- **STATED EXERCISE**
Count the lines in the records below that contain the word "green", and state only that number.

- **RECORDS SHOWN**
§
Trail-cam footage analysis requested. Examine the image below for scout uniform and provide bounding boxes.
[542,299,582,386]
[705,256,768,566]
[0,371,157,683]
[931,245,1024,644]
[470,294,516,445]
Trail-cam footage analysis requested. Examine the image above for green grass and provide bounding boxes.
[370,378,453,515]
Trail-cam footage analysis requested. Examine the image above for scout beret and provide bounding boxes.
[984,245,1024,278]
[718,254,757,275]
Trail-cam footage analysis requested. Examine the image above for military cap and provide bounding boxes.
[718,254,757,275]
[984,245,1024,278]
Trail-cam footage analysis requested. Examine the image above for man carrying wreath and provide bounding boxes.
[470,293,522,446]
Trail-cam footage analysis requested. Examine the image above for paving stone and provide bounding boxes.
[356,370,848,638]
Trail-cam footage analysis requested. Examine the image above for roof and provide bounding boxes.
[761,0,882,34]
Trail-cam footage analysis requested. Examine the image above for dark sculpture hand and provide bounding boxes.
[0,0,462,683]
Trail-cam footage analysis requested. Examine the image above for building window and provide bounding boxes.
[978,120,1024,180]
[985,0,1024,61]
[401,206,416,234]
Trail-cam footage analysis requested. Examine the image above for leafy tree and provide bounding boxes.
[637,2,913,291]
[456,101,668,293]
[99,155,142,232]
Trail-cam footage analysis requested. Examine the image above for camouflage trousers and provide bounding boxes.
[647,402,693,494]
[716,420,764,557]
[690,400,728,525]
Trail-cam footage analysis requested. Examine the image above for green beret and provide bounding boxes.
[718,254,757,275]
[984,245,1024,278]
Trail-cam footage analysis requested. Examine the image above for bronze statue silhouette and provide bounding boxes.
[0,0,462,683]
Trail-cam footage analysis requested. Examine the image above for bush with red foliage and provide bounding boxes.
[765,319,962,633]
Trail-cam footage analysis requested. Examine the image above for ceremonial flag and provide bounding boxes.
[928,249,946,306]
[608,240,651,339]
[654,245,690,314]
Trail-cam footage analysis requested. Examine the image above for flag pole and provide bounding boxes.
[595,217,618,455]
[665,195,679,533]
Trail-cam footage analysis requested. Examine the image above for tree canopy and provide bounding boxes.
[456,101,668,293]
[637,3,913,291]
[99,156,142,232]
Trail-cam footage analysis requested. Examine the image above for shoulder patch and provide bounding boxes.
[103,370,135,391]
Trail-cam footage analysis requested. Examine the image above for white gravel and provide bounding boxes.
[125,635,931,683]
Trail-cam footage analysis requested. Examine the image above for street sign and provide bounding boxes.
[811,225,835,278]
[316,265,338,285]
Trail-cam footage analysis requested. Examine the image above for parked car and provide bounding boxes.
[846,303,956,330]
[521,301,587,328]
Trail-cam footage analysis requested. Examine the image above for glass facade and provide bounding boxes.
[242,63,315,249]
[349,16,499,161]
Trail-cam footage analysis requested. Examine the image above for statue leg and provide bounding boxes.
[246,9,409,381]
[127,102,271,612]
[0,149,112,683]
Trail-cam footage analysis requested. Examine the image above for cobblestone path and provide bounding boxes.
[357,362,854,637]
§
- **WRITTEN RESPONSE**
2